**REQUIREMENTS**
Please decide whether each statement below agrees with the patent descriptions, answering yes or no and quoting the deciding words from the descriptions.
1. The apparatus in U.S. Pat. No. 6,755,262 includes a bundle of optical fibers.
2. In U.S. Pat. No. 6,870,128, the laser beam is guided through the conduit by mirrors mounted outside it.
3. In U.S. Pat. No. 7,147,064, a chromatographic analyzer can process the collected gases to determine features of the rock formation being drilled.

# Start of EXCERPT PROVIDED

U.S. Pat. No. 6,626,249 describes a drilling and recovery geothermal system that comprises a drilling rig having a riser with laser and radar perforation assembled in said elevator, drilling pipe, rotatory mirror assembled adjacent to the lower end of said drilling pipe and devices to establish vacuum adjacent to said lower end of the drilling pipe in order to remover and recover heat and drilling waste.
U.S. Pat. No. 6,755,262 relates to a well drilling apparatus that can be at least partially placed in a drilling well. The apparatus includes a plurality (bundle) of optical fibers. Light energy that is input at one end of each fiber is transmitted through all of them, leaving the bundle to impinge upon at least one lens. The focal lens contains a plurality of focal elements, each one of them arranged to receive the output light energy of at least one of the optical fibers in the bundle, focusing the combined light energy beam in order to break and melt rock.
U.S. Pat. No. 6,870,128 describes the well drilling method with laser beam, the method comprising guiding the laser beam inside a conduit, where the laser beam is guided through the conduit by internal reflectivity of said conduit, and extending the conduit inside the well, so that the laser beam exiting the conduit is guided over to the area in the well to be drilled. A system for drilling a well with a laser beam is also provided, the system comprising a device to guide the laser beam inside the conduit, wherein the laser beam is guided through the conduit by internal reflectivity of said conduit, and device to extend the conduit inside the well, so the laser beam exiting the conduit is guided to an area in the well to be drilled. The invention further provides an apparatus composed of a conduit that can be extended inside the well, and the surface inside the conduit, where the internal surface is reflective to the laser beam.
U.S. Pat. No. 6,888,097 B2 describes an apparatus for drilling holes in the lateral wall of a well, the apparatus including an optical fiber cable with an end for laser input and an end for laser output. A source of laser is connected to the end of the laser input and a laser head is connected to the end of the laser output. The laser head includes a laser control component to control at least a feature of the laser beam. Control elements in the laser head to control the movement and localization of the laser head are connected to the optical fiber cable. The laser head is protected in a slot that protects the optical fiber cable and elements as reflectors and lens to control the laser beam emitted by optical fiber cable there arranged, from the aggressive environment found in underground operations.
U.S. Pat. No. 7,147,064 describes a drilling apparatus to drill a well having a drilling bit set that includes a laser cutting assembly and a vacuum assembly. The vacuum assembly is adapted to collect gases generated by the laser cutting assembly near the drilling bit set during the drilling operation. A chromatographic analyzer can thus be applied to process the collected gases in order to determine features of the rock formation being drilled.

# End of EXCERPT PROVIDED
# Start of RECORD SET

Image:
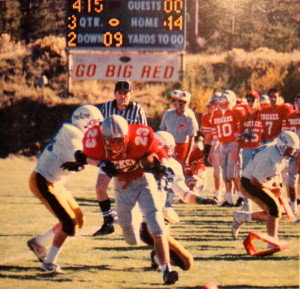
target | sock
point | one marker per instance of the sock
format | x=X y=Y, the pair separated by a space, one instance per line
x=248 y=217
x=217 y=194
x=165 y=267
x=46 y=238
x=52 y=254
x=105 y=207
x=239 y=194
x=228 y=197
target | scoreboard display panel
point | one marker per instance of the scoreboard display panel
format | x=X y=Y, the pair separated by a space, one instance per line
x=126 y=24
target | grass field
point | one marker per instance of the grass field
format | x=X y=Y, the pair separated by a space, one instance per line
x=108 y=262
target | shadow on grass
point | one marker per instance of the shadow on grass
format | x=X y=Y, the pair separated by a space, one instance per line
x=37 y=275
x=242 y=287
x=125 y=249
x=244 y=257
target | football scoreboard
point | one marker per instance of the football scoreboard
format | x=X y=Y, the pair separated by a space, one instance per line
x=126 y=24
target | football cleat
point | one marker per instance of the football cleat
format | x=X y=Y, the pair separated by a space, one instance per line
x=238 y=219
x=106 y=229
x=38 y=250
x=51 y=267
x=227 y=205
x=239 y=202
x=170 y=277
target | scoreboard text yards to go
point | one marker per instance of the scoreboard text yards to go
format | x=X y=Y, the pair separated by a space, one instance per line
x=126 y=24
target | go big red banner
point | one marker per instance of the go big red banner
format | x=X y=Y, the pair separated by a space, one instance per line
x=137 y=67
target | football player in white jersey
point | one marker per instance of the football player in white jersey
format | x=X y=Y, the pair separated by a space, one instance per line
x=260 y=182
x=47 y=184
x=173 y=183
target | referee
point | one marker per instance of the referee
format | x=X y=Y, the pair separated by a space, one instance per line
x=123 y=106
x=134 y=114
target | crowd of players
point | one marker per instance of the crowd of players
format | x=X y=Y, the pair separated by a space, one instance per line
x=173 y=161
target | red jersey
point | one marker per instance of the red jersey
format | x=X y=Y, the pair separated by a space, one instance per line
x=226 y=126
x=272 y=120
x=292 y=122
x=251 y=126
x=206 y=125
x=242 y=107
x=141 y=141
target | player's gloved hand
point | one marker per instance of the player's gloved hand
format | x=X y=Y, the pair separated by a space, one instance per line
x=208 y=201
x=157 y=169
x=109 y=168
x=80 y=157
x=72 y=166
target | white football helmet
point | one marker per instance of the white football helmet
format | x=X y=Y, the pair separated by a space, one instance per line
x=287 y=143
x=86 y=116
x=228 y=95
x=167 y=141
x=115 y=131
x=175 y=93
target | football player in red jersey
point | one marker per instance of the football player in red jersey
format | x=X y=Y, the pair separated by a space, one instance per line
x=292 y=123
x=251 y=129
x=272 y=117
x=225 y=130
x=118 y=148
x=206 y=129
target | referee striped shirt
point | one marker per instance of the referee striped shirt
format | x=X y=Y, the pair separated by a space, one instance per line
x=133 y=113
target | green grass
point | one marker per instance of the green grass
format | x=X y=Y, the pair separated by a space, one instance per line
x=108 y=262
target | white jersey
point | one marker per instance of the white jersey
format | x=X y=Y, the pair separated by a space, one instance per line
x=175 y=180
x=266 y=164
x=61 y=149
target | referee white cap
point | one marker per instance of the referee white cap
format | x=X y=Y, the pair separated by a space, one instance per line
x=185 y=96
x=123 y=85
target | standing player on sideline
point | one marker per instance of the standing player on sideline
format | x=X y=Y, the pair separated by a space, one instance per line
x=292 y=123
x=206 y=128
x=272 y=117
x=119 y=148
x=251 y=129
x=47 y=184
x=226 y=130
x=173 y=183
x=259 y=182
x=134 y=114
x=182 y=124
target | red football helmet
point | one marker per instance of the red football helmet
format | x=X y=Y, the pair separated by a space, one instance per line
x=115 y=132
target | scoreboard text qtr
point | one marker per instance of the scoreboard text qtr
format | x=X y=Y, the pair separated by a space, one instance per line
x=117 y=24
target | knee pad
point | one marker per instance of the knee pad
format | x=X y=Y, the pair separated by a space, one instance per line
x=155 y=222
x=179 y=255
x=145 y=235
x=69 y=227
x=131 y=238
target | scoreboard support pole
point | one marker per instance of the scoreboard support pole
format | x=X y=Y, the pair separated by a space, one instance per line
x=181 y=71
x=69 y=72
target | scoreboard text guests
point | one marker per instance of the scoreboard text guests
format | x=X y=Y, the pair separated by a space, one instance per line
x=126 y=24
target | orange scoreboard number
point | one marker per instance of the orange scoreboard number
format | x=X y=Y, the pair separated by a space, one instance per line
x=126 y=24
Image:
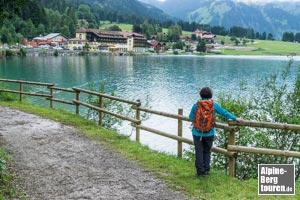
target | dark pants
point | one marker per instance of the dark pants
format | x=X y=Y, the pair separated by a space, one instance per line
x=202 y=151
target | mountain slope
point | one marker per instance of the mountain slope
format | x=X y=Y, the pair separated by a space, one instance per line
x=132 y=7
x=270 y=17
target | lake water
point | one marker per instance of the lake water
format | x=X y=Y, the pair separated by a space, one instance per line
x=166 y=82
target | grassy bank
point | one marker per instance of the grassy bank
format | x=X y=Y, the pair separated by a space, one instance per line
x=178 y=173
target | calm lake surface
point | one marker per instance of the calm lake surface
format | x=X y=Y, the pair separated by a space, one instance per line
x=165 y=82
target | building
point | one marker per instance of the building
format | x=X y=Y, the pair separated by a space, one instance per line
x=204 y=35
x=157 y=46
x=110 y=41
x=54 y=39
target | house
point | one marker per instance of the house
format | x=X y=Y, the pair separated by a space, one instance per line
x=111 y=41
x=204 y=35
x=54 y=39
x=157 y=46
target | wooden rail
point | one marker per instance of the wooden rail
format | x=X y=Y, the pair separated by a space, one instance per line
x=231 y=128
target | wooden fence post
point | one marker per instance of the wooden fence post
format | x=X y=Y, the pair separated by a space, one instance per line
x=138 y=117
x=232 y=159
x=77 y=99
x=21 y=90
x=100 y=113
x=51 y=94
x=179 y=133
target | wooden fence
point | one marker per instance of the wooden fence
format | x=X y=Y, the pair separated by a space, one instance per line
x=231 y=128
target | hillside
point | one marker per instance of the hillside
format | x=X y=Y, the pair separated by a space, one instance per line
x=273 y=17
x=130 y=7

# End of RECORD SET

**REPLY**
1. Yes: "The apparatus includes a plurality (bundle) of optical fibers."
2. No: "the laser beam is guided through the conduit by internal reflectivity of said conduit"
3. Yes: "A chromatographic analyzer can thus be applied to process the collected gases in order to determine features of the rock formation being drilled."